AIM: Take the records underneath and set them down exactly.

-- Start ROWS --

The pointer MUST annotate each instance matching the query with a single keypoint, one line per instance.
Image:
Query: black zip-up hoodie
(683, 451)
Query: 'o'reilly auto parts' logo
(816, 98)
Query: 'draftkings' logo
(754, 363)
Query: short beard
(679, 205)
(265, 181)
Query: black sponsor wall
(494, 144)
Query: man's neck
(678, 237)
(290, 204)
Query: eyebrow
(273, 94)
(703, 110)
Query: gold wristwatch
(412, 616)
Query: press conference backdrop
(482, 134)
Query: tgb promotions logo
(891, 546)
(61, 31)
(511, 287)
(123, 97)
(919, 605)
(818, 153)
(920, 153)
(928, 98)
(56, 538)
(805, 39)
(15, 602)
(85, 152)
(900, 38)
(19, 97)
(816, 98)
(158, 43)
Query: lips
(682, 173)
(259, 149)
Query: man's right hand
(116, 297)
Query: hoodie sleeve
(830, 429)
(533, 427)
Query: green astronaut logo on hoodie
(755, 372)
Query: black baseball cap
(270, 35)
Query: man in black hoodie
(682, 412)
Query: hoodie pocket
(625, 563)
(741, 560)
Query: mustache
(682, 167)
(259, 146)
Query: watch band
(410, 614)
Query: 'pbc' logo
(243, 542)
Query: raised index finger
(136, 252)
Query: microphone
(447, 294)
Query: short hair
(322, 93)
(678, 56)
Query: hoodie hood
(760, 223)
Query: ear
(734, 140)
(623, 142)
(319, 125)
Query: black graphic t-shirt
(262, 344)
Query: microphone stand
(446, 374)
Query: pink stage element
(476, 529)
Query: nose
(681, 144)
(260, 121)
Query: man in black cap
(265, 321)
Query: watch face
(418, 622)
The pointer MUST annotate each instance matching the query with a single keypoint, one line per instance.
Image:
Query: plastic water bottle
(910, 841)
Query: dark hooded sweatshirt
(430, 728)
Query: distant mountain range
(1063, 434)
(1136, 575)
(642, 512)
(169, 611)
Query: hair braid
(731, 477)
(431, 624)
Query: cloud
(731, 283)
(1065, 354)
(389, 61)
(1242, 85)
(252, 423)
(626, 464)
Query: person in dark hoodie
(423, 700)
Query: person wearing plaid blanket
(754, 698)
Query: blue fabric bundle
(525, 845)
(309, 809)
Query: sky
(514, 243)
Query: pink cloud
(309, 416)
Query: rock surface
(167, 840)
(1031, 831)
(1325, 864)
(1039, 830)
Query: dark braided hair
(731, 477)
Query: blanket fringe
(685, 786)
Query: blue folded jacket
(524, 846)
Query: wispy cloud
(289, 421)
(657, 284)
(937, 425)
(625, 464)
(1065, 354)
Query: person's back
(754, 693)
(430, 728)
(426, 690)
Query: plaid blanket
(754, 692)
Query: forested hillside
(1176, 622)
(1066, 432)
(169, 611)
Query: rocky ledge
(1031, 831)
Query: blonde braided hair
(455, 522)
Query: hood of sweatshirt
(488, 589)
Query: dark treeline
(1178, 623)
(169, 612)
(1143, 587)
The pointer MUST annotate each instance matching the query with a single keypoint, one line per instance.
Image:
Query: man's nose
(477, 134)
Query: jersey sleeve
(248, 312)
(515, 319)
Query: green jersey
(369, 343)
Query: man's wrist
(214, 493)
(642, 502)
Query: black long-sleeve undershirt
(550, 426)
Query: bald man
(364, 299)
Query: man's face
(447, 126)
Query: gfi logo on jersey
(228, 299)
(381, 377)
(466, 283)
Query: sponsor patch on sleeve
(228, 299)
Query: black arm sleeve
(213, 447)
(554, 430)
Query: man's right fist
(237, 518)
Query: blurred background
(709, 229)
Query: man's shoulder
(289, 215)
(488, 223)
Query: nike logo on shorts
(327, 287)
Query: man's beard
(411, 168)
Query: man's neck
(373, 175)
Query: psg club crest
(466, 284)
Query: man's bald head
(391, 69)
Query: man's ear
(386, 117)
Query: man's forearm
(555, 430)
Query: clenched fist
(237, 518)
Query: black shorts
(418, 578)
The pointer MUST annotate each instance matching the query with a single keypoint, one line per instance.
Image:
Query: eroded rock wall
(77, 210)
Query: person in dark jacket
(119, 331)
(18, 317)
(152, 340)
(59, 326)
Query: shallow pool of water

-- End ROWS --

TASK RESULT:
The pointer MUST annotate each instance matching the query with a single keypoint, one line per instance.
Image:
Query: black zip-up hoodie
(683, 451)
Query: 'o'reilly auto parts' logo
(816, 98)
Query: 'draftkings' logo
(754, 363)
Query: short beard
(679, 205)
(265, 181)
Query: black sponsor wall
(494, 144)
Query: man's neck
(678, 237)
(290, 204)
Query: eyebrow
(273, 94)
(703, 110)
Query: gold wristwatch
(412, 616)
Query: press conference backdrop
(482, 134)
Query: tgb promotions logo
(891, 546)
(61, 31)
(511, 287)
(123, 97)
(919, 605)
(818, 153)
(920, 153)
(928, 98)
(56, 538)
(805, 39)
(15, 602)
(85, 152)
(900, 38)
(19, 97)
(816, 98)
(158, 43)
Query: lips
(682, 173)
(259, 149)
Query: man's right hand
(116, 297)
Query: hoodie sleeve
(830, 429)
(533, 427)
Query: green astronaut logo on hoodie
(755, 372)
Query: black baseball cap
(270, 35)
Query: man in black hoodie
(682, 412)
Query: hoodie pocket
(625, 563)
(741, 560)
Query: mustache
(682, 167)
(259, 146)
Query: watch band
(410, 614)
Query: 'pbc' logo
(243, 542)
Query: raised index finger
(136, 252)
Query: microphone
(447, 294)
Query: short hair
(322, 93)
(678, 56)
Query: hoodie hood
(760, 223)
Query: ear
(734, 140)
(623, 142)
(319, 125)
Query: black graphic t-shirt
(262, 344)
Query: microphone stand
(446, 374)
Query: pink stage element
(476, 529)
Query: nose
(681, 144)
(260, 121)
Query: man in black cap
(265, 321)
Query: watch face
(418, 622)
The pointer MUST annotate each instance matching the query with a single keypoint, one line per instance.
Image:
Query: plastic water bottle
(910, 841)
Query: dark hooded sweatshirt
(430, 728)
Query: distant mountain range
(1063, 434)
(1136, 575)
(642, 512)
(169, 611)
Query: hair braid
(731, 477)
(431, 624)
Query: cloud
(731, 283)
(1065, 354)
(389, 61)
(1242, 85)
(252, 423)
(626, 464)
Query: person in dark hoodie
(423, 700)
Query: person wearing plaid blanket
(754, 698)
Query: blue fabric bundle
(525, 845)
(309, 809)
Query: sky
(514, 243)
Query: pink cloud
(309, 416)
Query: rock surface
(167, 840)
(1031, 831)
(1325, 864)
(1039, 830)
Query: dark braided hair
(731, 477)
Query: blanket fringe
(685, 786)
Query: blue folded jacket
(524, 846)
Query: wispy cloud
(289, 421)
(657, 284)
(937, 425)
(625, 464)
(1065, 354)
Query: person's back
(754, 693)
(430, 728)
(426, 690)
Query: plaid blanket
(754, 692)
Query: forested hillside
(1176, 622)
(1066, 432)
(169, 611)
Query: rocky ledge
(1031, 831)
Query: blonde braided hair
(455, 522)
Query: hood of sweatshirt
(488, 589)
Query: dark treeline
(1178, 623)
(169, 612)
(1143, 587)
The pointer MUST annotate each instance matching the query with a single keypoint, one line per instance.
Image:
Query: man's nose
(477, 134)
Query: jersey sleeve
(248, 312)
(515, 319)
Query: green jersey
(369, 343)
Query: man's wrist
(214, 493)
(642, 502)
Query: black long-sleeve undershirt
(550, 426)
Query: bald man
(364, 299)
Query: man's face
(447, 126)
Query: gfi logo on jersey
(228, 299)
(381, 377)
(466, 283)
Query: sponsor patch on sleeve
(228, 299)
Query: black arm sleeve
(213, 447)
(554, 430)
Query: man's right fist
(237, 518)
Query: blurred background
(709, 229)
Query: man's shoulder
(289, 215)
(488, 223)
Query: nike logo on shorts
(327, 287)
Query: man's beard
(411, 168)
Query: man's neck
(373, 175)
Query: psg club crest
(466, 284)
Query: man's bald head
(391, 69)
Query: man's ear
(386, 117)
Query: man's forearm
(555, 430)
Query: clenched fist
(237, 518)
Query: black shorts
(418, 578)
The pointer MUST annotate each instance matching the query with a single keypoint, one line per instance.
Image:
Query: eroded rock wall
(77, 210)
Query: person in dark jacket
(119, 331)
(18, 317)
(152, 340)
(59, 326)
Query: shallow pool of water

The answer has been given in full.